# Fragment
┌──
Jim van der Meulen zal mijn e-mail van 30-8-2021 ongetwijfeld hebben voorgelegd aan Ludo Jongen. Die weet nu dat hij de plank volledig heeft misgeslagen en zichzelf op schier onnavolgbare wijze voor schut heeft gezet. Mijn voorspelling is dat hij zijn flater van formaat niet uit zichzelf zal rectificeren in het volgende nummer van Madoc. Dan weten we allemaal wat voor geweldige wetenschapper Ludo Jongen is.


Mail van 5-10-2021 aan redacteur Jim van der Meulen en cc aan Thys VerLoren van Themaat, de directeur van uitgeverij Verloren

Beste Jim van der Meulen,

Mijn reactie op je onprofessionele en onfatsoenlijke reactie kun je lezen op https://www.lovematches.nl/nu-noch-toe-maar.
└──
# Geselecteerde gegevens
┌──
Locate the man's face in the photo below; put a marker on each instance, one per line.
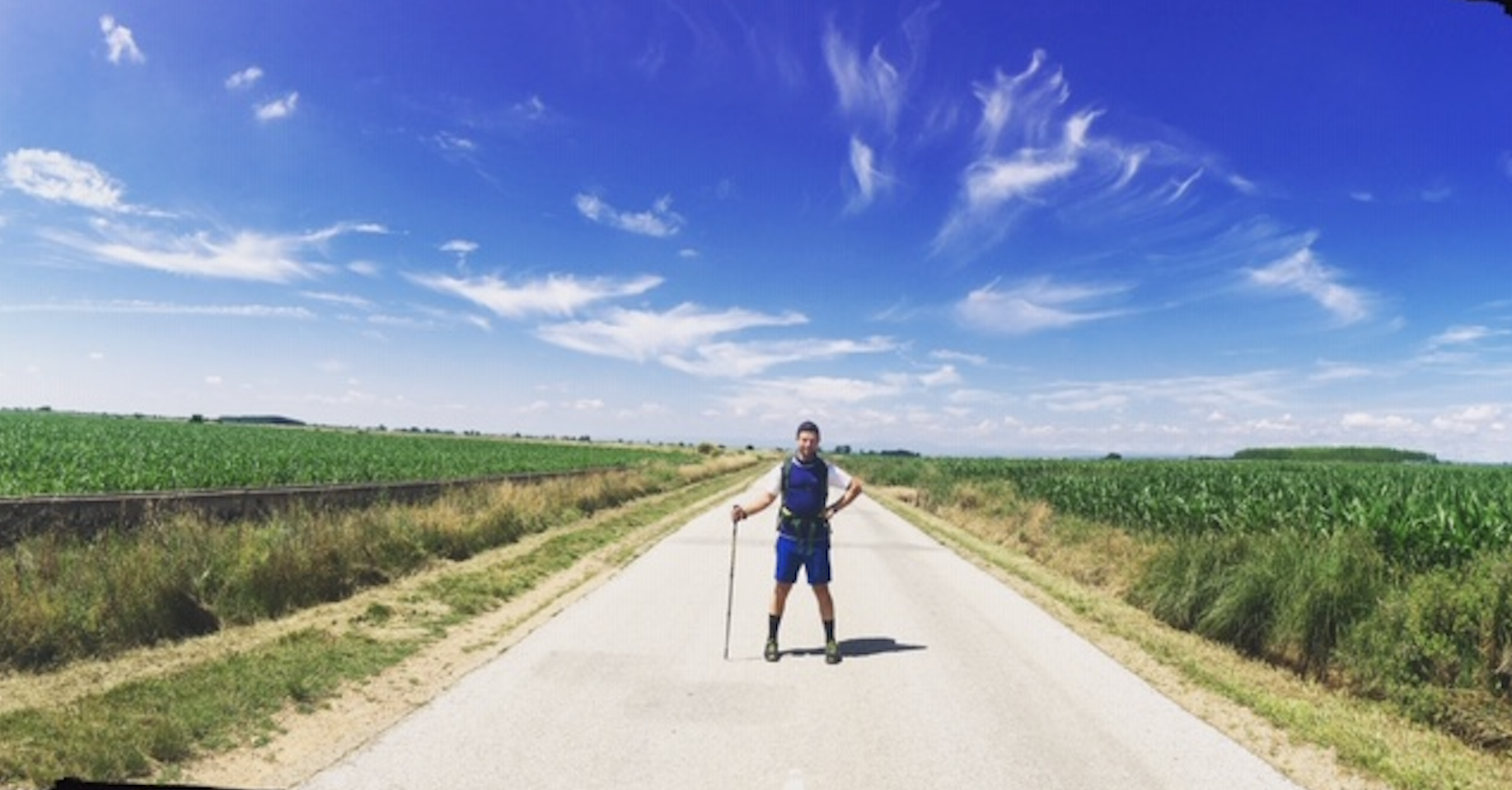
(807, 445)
└──
┌──
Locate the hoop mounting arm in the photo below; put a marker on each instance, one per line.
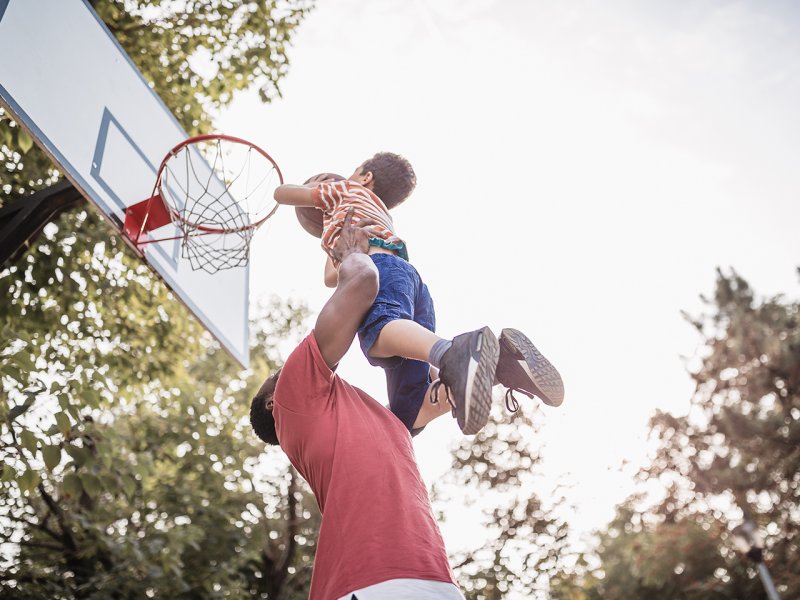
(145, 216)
└──
Schrijf het stuk van het fragment vanaf "Mail van 5-10-2021" tot en met "lezen op https://www.lovematches.nl/nu-noch-toe-maar." opnieuw uit en vervang daarin alsjeblieft "redacteur" door "hoofdredacteur". De gegevens staan los van het fragment.

# Antwoord
Mail van 5-10-2021 aan hoofdredacteur Jim van der Meulen en cc aan Thys VerLoren van Themaat, de directeur van uitgeverij Verloren

Beste Jim van der Meulen,

Mijn reactie op je onprofessionele en onfatsoenlijke reactie kun je lezen op https://www.lovematches.nl/nu-noch-toe-maar.